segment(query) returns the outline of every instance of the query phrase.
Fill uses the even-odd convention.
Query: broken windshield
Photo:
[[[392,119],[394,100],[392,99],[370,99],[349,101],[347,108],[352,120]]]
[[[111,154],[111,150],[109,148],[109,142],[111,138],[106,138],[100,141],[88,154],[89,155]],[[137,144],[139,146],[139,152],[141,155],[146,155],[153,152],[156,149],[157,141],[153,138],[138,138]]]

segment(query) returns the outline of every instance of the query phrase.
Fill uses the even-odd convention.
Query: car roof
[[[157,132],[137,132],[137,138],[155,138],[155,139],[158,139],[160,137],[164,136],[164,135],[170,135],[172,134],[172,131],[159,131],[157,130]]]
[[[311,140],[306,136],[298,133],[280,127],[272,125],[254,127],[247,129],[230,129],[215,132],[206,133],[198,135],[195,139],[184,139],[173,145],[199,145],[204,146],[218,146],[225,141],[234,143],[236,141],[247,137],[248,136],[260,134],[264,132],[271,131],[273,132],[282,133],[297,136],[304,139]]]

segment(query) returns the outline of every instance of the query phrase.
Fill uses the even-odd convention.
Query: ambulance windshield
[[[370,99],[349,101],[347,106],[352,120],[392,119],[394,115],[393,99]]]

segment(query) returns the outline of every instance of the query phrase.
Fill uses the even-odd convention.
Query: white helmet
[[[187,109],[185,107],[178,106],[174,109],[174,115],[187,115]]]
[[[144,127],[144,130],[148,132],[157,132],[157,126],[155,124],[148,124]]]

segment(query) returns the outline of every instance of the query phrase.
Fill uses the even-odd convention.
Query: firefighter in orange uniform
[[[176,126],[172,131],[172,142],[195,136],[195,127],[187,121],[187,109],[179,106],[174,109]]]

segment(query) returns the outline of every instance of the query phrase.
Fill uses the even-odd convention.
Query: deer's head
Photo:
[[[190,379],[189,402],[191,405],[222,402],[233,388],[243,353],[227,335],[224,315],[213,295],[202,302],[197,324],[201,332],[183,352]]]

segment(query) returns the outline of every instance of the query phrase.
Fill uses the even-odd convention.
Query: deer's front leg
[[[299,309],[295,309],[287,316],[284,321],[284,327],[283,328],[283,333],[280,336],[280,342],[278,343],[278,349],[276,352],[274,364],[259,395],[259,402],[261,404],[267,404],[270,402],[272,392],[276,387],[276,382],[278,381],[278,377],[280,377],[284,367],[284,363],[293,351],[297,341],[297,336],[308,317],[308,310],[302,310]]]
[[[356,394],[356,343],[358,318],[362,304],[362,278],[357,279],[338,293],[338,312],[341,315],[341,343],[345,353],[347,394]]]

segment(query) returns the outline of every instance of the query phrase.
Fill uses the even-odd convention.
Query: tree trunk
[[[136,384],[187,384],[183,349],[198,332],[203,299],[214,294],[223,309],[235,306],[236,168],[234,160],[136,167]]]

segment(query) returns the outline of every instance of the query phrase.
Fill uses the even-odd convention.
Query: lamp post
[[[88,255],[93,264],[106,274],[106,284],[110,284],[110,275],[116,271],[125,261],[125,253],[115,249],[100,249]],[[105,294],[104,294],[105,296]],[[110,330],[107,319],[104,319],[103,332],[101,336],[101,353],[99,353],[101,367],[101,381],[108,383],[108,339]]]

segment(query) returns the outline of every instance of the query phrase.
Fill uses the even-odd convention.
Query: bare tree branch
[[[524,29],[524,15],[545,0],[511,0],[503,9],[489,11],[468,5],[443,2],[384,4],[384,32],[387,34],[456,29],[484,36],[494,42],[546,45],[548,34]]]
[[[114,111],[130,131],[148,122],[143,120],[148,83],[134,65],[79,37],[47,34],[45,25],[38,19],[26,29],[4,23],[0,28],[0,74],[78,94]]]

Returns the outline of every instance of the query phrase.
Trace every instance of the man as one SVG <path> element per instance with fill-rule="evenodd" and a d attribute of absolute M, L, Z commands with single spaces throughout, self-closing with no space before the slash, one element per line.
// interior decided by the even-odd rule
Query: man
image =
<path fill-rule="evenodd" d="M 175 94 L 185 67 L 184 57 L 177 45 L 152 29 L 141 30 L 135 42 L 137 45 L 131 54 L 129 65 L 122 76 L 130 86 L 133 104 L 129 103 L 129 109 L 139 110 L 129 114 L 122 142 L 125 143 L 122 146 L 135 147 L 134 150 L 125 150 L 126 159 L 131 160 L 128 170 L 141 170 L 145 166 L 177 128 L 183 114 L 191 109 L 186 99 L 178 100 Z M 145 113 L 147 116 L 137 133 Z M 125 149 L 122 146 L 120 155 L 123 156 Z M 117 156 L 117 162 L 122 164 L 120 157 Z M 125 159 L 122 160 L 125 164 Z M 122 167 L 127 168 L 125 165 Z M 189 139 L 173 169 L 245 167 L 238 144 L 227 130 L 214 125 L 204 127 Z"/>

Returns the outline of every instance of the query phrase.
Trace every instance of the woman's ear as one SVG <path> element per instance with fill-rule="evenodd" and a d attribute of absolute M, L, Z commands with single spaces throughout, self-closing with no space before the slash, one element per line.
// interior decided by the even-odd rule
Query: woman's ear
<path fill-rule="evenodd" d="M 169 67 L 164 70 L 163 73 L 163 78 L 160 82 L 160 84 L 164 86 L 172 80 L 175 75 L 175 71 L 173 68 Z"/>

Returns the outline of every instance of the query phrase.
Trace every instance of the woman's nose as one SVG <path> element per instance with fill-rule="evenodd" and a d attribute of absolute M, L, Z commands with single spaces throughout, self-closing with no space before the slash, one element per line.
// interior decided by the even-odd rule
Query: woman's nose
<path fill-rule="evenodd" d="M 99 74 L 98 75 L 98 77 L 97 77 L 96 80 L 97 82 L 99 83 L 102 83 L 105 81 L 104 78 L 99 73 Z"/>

• AIM OF THE EXERCISE: Find and copy every line of the records that contains the string "spaces", matching case exactly.

• CORRECT RESULT:
Trace every instance of the man as one SVG <path> element per instance with fill-rule="evenodd" and a d attribute of absolute M, L, Z commands with single spaces throughout, self-closing with no space before the slash, one element per line.
Trace every instance of the woman's ear as one SVG <path> element per instance with fill-rule="evenodd" and a d attribute of absolute M, L, Z commands with single spaces throughout, self-closing with no space before the slash, one element per line.
Trace every instance of the woman's nose as one SVG <path> element per instance with fill-rule="evenodd" and a d attribute of absolute M, L, Z commands with single spaces throughout, self-closing with no space before the slash, one element per line.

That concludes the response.